• **課題の要件**:
a: 介護保険制度のインタビュー記事について、次の問いに答えてください。
(i) 介護保険制度が施行されたのはいつですか。
(ii) 現在、日本でこの制度を利用している人は何人ですか。
(iii) 2039年に日本の年間死亡者数はどうなると予想されていますか。
b: 介護保険制度のインタビュー記事の続きを、最後の質問のあとから書いてください。

• **課題文**:
#####

日本医師会の取り組み
介護保険制度の今後と医師の役割
医師の仕事は「介護」にも深く関わっています
制度の設立から20年の節目を迎える介護保険制度の今後について、江澤和彦日本医師会常任理事に聴きました。
介護保険制度の現在
――2000年4月に介護保険制度が施行されて今年でちょうど20年になります。まずは、介護保険制度のそもそもの成り立ちについてお聞かせください。
江澤(以下、江):かつて日本では介護は子や家族が行うものとされていました。ですが、高齢化の進展に伴い、介護を必要とする人の増加や、介護による離職が社会問題となりました。介護保険制度は、これらの問題を背景に、家族の負担を軽減し、社会全体で介護を支え合う共助の仕組みとして創設されました。
――具体的にはどのような制度なのでしょうか?
江:40歳以上になると、自身や自身の親の介護の必要性が増してくる年代ということで、介護保険料を負担することになっています。一方、介護保険制度の利用者は所得や資産に応じて介護サービスの費用の自己負担は1~3割となっています。現在、日本ではこの制度を606万人が利用しています。
医学の観点から見ると、介護保険制度を利用する人は、主に急性期や回復期の治療を終えて、生活期や維持期に移行した人たちです。そのような段階で必要な支援・介護サービスを、利用者の一定の自己負担のもと利用できるようにすることが、介護保険制度の大きな目的です。
介護保険制度のゆくえ
――介護保険制度の今後についてどのように考えていますか?
江: 20年続いた介護保険制度ですが、さらに20年間、この制度をこのまま運用し続けられるかというと、そこには様々な困難があるでしょう。
2040年までに予想されることとして、まずは2028年に日本人の平均年齢が50歳を超えます。2034年には介護保険の第1号被保険者*1(主に給付を受ける年代)と第2号被保険者*2(主に保険料を負担する年代)の人数が逆転します。そして2039年には、日本の年間死亡者数が166万人とピークに達します。介護保険の給付総額は毎年4~5%増加しており、現在では約11兆円にのぼっていますが、今後も財政がひっ迫していくことは明らかです。これからは「介護予防」「健康寿命の延伸」「地域包括ケアシステムの推進」「認知症施策」などの様々な面から、持続可能な介護保険制度の構築を目指していかなければならないでしょう。
――制度の設計自体を考え直す必要があるのですね。
江:はい。問題は財政面にとどまりません。高齢者が要介護状態になることを防ぎ、要介護状態になった場合でも、できるだけ住み慣れた地域で、その人らしい自立した生活を送ることができるよう支えることこそ、介護保険制度の重要な目的だからです。そこで現在、社会保障審議会介護保険部会などの場で、持続可能な介護保険制度の構築のための様々な方策が議論されています。日本医師会もその議論に関わっています。
「介護」の視点を持つ医師に
――医師会が制度構築のための議論に参画しているということですが、個々の医師は介護保険制度においてどのような役割を果たすのでしょうか?

#####

空間位置特定データ
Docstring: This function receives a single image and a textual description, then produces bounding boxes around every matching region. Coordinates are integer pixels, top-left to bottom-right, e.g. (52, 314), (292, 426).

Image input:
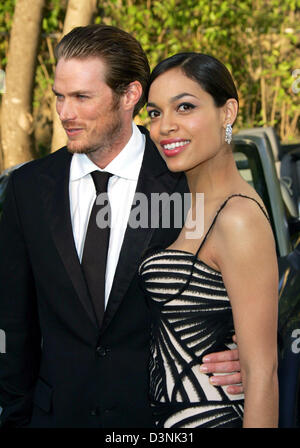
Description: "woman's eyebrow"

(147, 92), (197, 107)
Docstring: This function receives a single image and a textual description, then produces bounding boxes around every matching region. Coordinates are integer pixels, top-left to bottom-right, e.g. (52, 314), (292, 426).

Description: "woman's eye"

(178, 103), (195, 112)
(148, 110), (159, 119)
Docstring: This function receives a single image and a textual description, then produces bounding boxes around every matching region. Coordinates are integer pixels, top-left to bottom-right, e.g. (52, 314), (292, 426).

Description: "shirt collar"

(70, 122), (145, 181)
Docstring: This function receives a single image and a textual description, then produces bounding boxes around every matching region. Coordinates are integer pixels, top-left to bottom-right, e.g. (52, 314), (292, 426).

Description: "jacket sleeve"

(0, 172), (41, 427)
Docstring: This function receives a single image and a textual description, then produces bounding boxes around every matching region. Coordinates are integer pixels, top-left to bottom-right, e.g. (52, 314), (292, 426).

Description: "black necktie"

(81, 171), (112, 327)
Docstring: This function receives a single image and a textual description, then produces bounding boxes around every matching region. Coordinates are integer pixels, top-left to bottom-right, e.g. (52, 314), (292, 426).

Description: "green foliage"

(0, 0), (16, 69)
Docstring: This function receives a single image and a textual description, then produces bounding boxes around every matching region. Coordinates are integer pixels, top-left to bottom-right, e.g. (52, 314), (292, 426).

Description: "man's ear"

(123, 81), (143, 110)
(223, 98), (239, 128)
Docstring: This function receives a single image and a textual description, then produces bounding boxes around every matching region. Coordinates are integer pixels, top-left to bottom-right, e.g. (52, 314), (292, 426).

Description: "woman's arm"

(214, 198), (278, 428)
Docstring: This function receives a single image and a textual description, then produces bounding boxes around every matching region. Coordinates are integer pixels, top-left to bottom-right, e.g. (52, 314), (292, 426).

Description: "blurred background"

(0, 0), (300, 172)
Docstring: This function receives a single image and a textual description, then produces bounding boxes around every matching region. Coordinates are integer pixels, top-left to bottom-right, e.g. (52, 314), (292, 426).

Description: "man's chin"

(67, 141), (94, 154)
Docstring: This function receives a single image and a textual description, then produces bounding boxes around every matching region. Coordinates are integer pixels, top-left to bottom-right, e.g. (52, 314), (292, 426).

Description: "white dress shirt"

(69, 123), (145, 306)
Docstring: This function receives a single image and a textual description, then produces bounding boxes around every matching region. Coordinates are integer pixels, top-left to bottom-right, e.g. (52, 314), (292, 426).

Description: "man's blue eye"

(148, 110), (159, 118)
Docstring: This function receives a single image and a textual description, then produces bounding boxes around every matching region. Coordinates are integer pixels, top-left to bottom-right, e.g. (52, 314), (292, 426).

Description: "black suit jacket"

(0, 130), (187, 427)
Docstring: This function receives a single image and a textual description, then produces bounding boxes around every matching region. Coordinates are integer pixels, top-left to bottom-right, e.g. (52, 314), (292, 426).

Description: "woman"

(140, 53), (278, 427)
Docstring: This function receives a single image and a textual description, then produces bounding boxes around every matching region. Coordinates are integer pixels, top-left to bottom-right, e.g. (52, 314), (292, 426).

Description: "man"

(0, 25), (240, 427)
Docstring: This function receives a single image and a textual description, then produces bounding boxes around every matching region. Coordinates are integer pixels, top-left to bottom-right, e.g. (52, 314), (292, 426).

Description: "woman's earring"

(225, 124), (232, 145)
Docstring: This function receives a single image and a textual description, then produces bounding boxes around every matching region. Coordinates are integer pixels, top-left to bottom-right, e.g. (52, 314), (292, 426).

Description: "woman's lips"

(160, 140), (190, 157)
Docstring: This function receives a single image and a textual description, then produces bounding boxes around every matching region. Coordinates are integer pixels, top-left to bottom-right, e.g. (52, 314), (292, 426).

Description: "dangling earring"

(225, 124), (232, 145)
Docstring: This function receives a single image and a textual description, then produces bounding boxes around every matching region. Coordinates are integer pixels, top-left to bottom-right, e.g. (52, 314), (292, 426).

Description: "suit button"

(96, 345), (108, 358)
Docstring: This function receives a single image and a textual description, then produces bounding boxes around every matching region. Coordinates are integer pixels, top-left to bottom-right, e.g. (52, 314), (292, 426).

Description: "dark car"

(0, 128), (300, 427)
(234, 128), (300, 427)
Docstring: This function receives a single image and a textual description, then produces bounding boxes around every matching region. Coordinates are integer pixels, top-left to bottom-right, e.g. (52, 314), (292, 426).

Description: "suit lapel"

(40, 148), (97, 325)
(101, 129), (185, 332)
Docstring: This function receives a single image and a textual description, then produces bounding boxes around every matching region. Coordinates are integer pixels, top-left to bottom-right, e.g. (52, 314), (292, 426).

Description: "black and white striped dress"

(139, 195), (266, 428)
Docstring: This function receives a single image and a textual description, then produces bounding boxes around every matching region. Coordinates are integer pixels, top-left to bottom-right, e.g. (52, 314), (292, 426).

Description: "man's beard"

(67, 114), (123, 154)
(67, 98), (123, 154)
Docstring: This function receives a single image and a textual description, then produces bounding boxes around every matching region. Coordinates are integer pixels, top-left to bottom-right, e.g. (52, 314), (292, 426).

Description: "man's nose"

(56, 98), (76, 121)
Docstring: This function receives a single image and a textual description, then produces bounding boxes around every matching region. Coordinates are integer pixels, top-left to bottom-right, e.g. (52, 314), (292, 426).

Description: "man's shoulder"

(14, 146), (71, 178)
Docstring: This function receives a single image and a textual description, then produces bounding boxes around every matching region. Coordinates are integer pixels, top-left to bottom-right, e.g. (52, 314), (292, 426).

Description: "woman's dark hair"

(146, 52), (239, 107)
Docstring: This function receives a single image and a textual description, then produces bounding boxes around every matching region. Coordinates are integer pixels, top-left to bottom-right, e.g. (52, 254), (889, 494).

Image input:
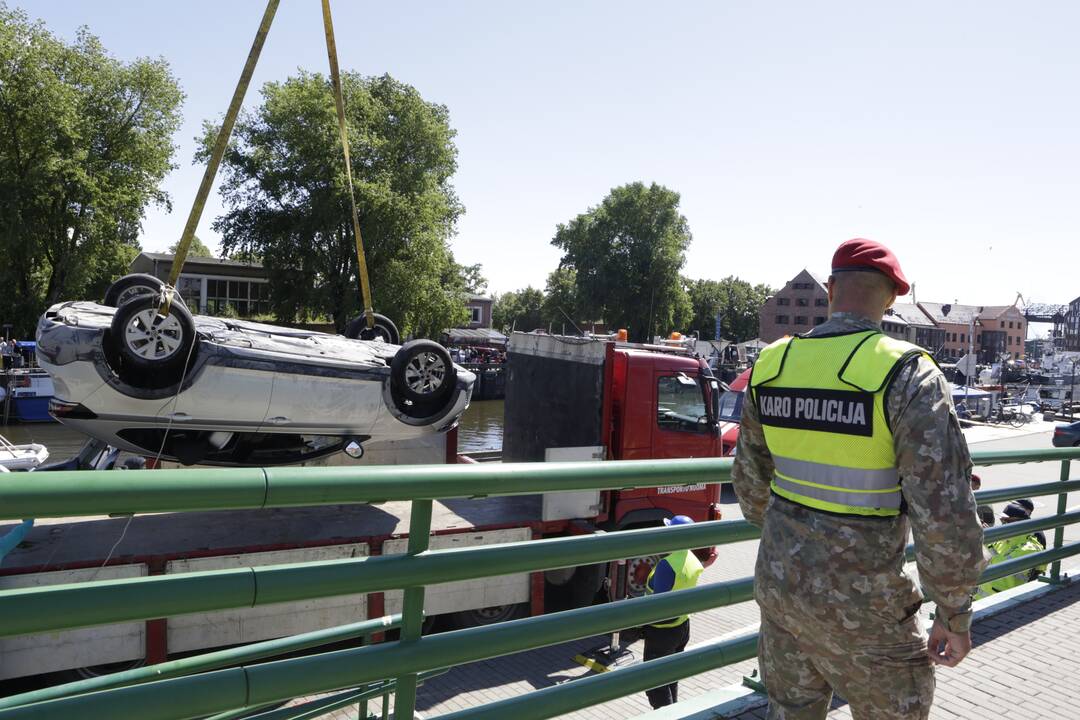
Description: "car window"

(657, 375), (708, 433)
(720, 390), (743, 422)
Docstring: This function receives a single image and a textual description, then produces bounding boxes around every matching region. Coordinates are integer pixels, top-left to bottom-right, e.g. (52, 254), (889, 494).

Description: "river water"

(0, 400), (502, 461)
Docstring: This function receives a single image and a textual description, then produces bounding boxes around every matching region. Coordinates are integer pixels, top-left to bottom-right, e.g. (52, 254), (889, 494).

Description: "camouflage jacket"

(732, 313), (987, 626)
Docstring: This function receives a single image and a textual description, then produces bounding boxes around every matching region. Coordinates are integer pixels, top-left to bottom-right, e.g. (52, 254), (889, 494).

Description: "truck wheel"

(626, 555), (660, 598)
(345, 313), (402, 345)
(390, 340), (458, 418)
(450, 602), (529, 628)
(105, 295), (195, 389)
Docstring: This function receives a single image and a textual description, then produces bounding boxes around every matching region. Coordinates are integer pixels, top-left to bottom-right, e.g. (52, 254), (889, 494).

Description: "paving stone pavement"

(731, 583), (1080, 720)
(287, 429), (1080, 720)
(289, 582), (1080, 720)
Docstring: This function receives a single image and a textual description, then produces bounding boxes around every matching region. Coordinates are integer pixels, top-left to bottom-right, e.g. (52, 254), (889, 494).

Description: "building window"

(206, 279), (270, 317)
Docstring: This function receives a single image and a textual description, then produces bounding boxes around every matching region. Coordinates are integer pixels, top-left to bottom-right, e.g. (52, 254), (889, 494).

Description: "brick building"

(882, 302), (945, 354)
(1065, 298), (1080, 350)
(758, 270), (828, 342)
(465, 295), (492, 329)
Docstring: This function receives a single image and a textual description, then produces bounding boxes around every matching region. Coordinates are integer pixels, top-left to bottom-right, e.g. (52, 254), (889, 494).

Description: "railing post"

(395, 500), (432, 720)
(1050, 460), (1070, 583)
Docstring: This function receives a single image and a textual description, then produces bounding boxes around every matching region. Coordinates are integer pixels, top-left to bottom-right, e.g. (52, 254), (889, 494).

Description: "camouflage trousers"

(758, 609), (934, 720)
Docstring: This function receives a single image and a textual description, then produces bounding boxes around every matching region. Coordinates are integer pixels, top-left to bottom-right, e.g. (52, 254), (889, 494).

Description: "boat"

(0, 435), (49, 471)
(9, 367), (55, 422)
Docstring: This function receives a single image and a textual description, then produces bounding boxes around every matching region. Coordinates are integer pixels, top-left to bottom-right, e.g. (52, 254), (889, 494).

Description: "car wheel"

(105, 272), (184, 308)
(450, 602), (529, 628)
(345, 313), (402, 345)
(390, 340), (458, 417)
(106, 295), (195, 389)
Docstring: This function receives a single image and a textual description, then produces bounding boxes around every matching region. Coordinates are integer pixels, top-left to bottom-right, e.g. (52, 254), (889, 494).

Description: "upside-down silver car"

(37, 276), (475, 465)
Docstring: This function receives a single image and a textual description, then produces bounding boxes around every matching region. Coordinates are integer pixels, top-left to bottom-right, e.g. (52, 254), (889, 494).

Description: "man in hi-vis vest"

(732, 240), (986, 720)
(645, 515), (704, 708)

#####

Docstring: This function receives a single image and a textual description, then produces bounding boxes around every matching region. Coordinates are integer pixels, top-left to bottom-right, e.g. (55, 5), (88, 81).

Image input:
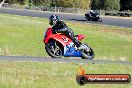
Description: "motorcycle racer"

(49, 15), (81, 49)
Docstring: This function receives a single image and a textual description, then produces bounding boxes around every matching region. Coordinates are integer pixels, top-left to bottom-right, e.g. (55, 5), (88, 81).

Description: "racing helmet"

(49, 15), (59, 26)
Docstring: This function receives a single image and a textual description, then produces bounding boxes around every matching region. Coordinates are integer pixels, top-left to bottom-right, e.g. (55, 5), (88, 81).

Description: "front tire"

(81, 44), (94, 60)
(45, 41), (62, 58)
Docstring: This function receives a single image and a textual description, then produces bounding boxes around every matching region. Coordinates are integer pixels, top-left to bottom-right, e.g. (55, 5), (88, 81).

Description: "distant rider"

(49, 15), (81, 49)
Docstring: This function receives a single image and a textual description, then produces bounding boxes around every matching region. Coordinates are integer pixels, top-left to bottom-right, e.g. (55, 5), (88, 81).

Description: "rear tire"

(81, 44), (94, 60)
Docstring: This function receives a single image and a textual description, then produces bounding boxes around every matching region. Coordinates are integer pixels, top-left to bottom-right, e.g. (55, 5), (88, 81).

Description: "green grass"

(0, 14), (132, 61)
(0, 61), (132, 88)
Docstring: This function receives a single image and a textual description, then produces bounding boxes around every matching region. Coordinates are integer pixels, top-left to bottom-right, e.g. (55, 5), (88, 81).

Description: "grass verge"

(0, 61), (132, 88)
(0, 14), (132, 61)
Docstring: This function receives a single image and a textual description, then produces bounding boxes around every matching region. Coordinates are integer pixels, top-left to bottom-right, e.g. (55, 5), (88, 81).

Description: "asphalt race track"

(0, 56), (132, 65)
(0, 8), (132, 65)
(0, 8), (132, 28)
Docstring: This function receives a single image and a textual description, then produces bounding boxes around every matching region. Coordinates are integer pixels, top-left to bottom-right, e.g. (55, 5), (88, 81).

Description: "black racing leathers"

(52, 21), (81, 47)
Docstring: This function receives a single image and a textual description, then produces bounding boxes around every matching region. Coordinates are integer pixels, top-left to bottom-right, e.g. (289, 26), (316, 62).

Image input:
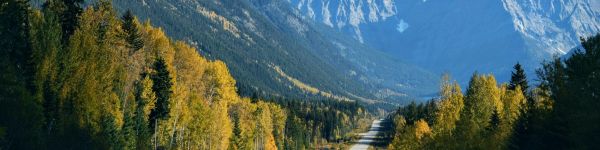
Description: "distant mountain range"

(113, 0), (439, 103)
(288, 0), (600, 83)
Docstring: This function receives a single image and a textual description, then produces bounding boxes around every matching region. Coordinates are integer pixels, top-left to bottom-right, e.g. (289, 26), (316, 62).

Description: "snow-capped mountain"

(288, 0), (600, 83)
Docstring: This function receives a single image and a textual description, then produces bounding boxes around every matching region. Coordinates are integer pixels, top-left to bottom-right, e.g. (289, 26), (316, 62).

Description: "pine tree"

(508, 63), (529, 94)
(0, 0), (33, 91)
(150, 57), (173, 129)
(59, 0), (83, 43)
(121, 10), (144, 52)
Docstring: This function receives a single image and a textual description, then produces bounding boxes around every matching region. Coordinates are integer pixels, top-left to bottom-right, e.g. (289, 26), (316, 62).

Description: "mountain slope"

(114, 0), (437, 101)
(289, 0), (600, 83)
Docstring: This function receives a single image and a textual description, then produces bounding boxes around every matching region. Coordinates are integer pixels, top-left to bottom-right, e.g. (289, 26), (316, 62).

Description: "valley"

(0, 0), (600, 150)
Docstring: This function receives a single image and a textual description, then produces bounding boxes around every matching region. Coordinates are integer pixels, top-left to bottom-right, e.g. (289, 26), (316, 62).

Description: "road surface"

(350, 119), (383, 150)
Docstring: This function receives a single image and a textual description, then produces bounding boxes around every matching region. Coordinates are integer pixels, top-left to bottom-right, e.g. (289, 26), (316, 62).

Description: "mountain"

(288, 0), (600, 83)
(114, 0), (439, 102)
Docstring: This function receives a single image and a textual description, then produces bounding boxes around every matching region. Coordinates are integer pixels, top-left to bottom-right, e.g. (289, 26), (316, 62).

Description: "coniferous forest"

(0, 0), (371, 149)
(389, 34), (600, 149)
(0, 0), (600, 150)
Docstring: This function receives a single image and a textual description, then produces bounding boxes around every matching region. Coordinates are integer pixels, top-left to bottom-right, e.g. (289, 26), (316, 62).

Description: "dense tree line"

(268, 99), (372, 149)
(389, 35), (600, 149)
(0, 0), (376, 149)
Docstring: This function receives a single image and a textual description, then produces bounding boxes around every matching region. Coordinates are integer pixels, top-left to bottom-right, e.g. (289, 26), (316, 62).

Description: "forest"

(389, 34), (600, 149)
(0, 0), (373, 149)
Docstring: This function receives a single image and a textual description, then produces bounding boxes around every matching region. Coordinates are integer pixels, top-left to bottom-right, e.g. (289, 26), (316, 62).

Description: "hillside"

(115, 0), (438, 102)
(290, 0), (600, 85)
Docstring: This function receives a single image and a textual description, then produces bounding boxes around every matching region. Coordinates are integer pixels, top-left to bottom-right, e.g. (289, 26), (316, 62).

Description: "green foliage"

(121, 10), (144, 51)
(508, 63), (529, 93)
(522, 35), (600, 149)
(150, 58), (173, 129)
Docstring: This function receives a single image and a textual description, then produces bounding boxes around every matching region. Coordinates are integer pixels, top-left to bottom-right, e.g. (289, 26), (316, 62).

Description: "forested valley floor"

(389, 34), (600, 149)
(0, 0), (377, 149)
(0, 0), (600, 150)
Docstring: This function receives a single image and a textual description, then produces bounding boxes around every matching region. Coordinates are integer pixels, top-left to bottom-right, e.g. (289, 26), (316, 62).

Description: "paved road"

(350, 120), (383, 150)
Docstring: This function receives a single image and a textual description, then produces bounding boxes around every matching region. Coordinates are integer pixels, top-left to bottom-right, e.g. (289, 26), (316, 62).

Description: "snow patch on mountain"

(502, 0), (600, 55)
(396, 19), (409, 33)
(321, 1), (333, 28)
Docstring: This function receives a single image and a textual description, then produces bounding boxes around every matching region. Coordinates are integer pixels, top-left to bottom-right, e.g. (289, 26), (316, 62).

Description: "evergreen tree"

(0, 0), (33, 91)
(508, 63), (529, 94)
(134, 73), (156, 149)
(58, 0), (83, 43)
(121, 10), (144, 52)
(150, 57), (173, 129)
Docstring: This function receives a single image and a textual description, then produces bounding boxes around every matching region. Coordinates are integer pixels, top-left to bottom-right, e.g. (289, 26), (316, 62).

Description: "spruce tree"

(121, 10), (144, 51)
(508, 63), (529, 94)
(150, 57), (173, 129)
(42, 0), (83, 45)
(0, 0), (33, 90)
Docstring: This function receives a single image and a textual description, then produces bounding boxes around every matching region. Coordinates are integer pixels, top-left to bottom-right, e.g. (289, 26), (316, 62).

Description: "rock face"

#####

• **本課題の解答**:
a:
(i) 2000年4月
(ii) 606万人
(iii) 166万人とピークに達する

b:
江:医師の仕事は「医療」だけでなく「介護」にも深く関わっています。例えば、ある人が介護保険サービスを受けるためには、要介護認定を受けなければなりませんが、それには、ケアマネジャーや市町村職員による一次調査と、医師が記載する「主治医意見書」が必要になります。要介護認定の判定には、この意見書が大きく関係します。また、ケアマネジャーがケアプランを立てる際に、訪問看護や通所リハビリテーションなどの医療サービスをプランに組み込む場合も、主治医等の指示が必要となってきます。
――医師が介護に果たす役割は大きいのですね。
江:はい。しかし、このような認識は、医師たちの間で必ずしも広く共有されているとは言えません。例えば、主治医意見書は単にその人の疾患などを書くのではなく、「この人にどのような生活支援が必要か」「生活のなかで何に困り、自活のためにはどの機能を回復させなければならないか」といったように、その人のQOLを見据えて書かなければなりません。ですが、各都道府県医師会で開催されている研修会などでも、若手勤務医の参加率はかなり低いのが現状です。
――その原因はどこにあるのでしょうか?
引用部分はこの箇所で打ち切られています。